* _Task item_
Out of the lines below, please list those that hold the string "sign".
=== Listed records ===
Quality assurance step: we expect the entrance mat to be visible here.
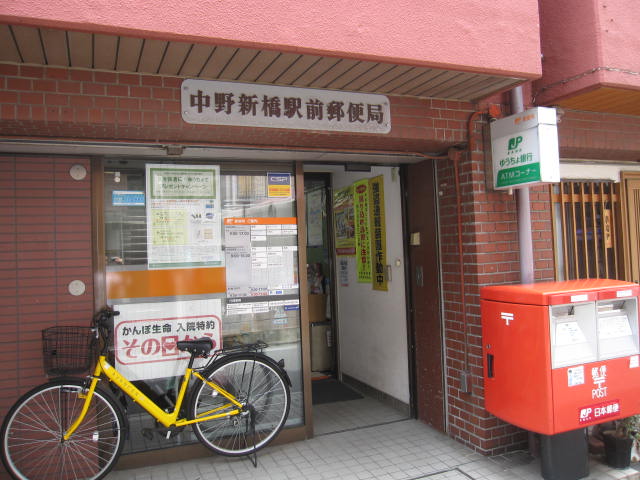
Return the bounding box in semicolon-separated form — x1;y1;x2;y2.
312;378;364;405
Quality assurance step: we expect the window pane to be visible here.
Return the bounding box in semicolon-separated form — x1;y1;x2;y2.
103;159;303;454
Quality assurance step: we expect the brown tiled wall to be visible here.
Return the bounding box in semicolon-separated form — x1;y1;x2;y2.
0;156;94;418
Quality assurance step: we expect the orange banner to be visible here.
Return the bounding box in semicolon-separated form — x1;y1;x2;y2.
224;217;297;225
107;267;226;300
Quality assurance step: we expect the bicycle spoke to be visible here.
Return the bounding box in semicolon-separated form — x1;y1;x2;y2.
190;355;290;456
2;381;124;480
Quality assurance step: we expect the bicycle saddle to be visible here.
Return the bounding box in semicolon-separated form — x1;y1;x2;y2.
176;337;213;356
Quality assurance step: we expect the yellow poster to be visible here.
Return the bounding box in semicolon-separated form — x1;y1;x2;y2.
354;179;371;283
151;210;187;245
369;176;387;291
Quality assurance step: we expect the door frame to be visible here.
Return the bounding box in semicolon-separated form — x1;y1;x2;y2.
402;160;446;431
304;171;339;377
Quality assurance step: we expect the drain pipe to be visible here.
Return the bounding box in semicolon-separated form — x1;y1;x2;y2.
511;85;538;457
450;147;472;393
511;86;535;284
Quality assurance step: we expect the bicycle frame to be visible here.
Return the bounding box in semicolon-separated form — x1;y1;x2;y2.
63;355;244;440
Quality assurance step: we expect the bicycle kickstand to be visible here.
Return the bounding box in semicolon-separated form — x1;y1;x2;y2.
247;407;258;468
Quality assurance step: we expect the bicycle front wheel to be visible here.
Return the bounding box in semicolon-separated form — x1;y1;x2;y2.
189;354;291;456
1;378;125;480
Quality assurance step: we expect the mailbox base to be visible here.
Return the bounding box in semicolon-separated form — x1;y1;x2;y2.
540;429;589;480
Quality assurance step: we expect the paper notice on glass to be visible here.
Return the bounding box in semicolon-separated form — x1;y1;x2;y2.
225;248;252;298
598;315;633;339
251;247;269;295
268;246;298;291
282;224;298;236
339;258;349;287
267;172;292;198
555;321;587;346
146;164;223;269
306;189;324;247
113;299;222;381
224;218;298;300
225;224;251;248
252;224;267;242
226;302;254;315
224;223;252;298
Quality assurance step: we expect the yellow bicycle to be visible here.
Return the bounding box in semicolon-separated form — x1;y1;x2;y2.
1;307;291;480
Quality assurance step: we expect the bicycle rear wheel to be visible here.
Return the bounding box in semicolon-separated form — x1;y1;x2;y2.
189;354;290;456
1;378;125;480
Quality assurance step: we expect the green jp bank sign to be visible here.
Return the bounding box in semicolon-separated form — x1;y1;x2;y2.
490;107;560;190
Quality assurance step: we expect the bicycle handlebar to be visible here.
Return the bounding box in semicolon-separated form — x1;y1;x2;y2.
93;306;119;353
93;306;119;327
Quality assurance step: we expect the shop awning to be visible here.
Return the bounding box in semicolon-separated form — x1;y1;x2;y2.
0;24;523;103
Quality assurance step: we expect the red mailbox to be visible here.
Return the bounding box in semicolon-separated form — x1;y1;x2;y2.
481;279;640;435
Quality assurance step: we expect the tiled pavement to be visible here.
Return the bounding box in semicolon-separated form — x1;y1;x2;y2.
107;394;640;480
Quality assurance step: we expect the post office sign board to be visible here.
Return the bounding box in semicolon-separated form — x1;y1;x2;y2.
490;107;560;190
181;79;390;134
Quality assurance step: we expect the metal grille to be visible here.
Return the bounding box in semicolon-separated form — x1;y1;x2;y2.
550;181;621;280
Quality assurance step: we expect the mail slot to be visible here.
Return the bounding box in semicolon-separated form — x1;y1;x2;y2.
481;279;640;435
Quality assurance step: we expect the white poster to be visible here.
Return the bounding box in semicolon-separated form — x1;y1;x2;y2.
114;299;222;381
224;218;298;301
306;189;324;247
146;164;223;269
225;223;253;298
339;258;350;287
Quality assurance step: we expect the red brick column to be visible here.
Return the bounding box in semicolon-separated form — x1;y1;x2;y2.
437;112;555;454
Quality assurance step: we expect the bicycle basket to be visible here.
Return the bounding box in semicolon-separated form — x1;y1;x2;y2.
42;326;96;376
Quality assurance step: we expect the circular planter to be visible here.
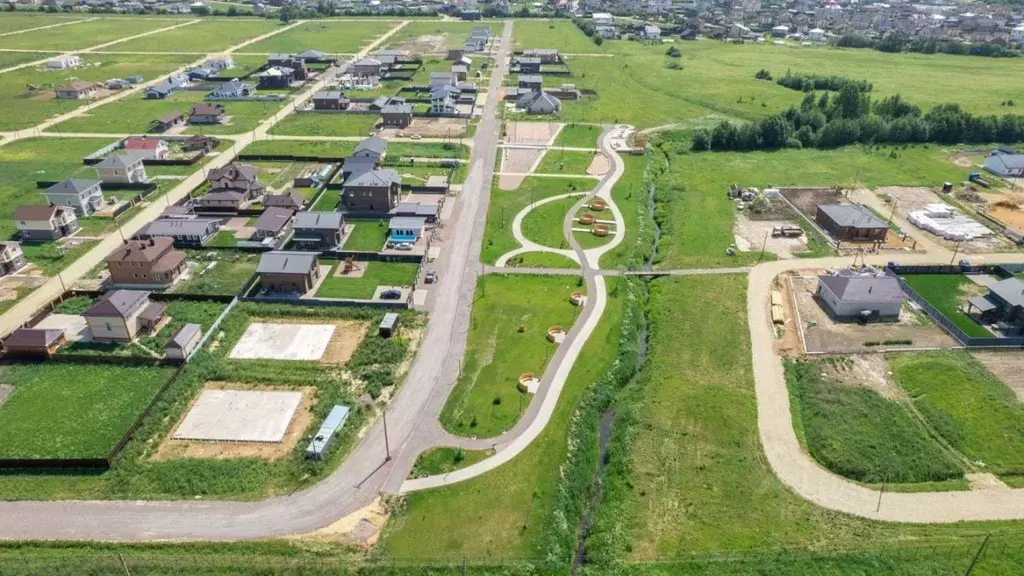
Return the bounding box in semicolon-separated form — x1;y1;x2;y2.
578;213;596;225
590;199;608;212
546;326;565;343
592;224;610;237
518;372;539;393
569;291;585;306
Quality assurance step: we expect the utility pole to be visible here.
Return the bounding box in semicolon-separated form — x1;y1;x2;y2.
382;410;391;461
757;228;770;263
887;199;898;228
950;240;962;265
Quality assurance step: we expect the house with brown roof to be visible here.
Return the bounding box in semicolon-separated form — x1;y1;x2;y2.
13;205;79;242
189;103;226;125
251;207;294;243
152;110;184;132
263;191;305;211
183;134;218;153
207;162;266;198
3;328;67;358
54;81;99;99
105;237;186;289
83;290;167;342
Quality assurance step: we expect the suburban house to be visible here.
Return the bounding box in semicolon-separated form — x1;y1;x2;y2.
208;80;255;99
207;55;234;70
592;12;613;26
342;169;401;213
188;65;216;81
517;57;541;74
342;156;378;181
46;55;81;69
266;53;308;80
3;328;67;358
292;211;345;250
447;48;464;61
189;104;227;124
985;149;1024;178
642;25;662;40
54;81;99;100
370;95;406;111
296;49;327;62
451;64;468;82
350;57;382;77
967;277;1024;335
197;191;247;210
815;204;888;242
808;27;826;41
523;48;560;63
144;75;188;100
263;191;305;211
251;207;294;242
516;91;561;114
392;200;441;223
518;74;543;91
816;274;905;321
429;71;458;89
256;251;321;294
0;243;26;276
183;135;217;153
312;90;350;110
164;323;202;360
258;66;294;89
13;205;79;242
382;103;413;128
161;204;195;219
124;137;170;159
207;162;266;198
106;78;131;90
388;216;426;244
42;179;105;216
105;237;186;289
461;8;481;20
152;110;185;132
430;85;458;114
83;290;168;342
135;217;220;246
94;154;148;184
352;136;388;162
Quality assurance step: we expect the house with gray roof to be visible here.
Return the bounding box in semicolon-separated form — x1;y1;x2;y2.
342;169;400;214
293;211;345;249
42;179;104;216
816;274;905;320
351;57;382;78
256;251;321;294
815;204;888;242
429;71;458;88
208;80;255;99
352;136;388;162
312;90;349;110
165;323;202;360
985;150;1024;178
135;217;220;246
517;57;541;73
382;103;413;128
516;91;561;115
83;290;167;341
251;207;294;242
94;154;147;184
967;276;1024;335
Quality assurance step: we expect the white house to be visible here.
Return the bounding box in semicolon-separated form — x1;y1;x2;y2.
816;274;905;320
1012;25;1024;43
808;27;826;42
772;25;790;35
592;12;613;26
46;55;81;69
94;154;148;184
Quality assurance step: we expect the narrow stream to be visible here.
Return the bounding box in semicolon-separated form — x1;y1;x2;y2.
644;182;662;272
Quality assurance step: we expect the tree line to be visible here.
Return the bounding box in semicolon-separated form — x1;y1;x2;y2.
769;70;873;93
692;85;1024;151
836;32;1019;58
573;18;606;45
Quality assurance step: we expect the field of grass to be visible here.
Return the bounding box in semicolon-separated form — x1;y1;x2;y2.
0;18;184;50
310;188;340;211
512;251;579;268
891;351;1024;475
900;274;991;338
385;21;495;50
574;227;614;250
0;363;172;459
554;123;600;148
383;275;624;558
599;154;648;269
343;220;388;251
271;112;379;137
240;138;357;158
0;53;195;130
389;141;469;159
0;14;84;34
786;358;964;484
170;250;259;295
108;19;280;52
315;261;418;300
512;19;603;54
0;51;56;68
521;195;575;250
651;143;967;269
243;20;396;54
534;150;596;174
438;274;582;437
408;447;490;479
481;177;594;265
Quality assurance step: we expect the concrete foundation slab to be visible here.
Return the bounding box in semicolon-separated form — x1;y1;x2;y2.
229;322;335;361
173;389;302;443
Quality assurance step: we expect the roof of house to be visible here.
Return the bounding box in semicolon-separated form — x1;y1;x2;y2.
58;80;98;92
294;211;344;230
83;290;151;319
13;205;69;221
988;277;1024;309
190;104;225;116
313;90;346;100
161;205;193;217
345;168;400;188
106;237;175;264
252;206;294;233
146;81;175;95
297;49;325;59
208;162;257;183
166;323;201;349
382;103;412;114
139;301;167;322
817;204;888;229
818;275;905;303
157;110;184;123
5;328;64;349
354;136;388;157
519;74;543;84
257;251;318;274
95;154;143;169
988;151;1024;170
518;56;541;64
263;191;304;208
394;201;440;217
389;216;426;231
210;80;252;95
125;137;165;150
259;66;294;78
524;48;559;56
200;190;245;202
45;179;101;196
138;218;218;237
517;91;560;113
352;57;380;66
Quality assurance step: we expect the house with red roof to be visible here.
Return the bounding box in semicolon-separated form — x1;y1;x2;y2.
123;137;169;160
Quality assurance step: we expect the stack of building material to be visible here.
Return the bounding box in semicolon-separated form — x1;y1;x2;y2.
===
* _Reply to the exercise_
Quality assurance step: we expect the green jp bank sign to be visible here.
Quality assurance step: we expect the post office sign board to be visible here.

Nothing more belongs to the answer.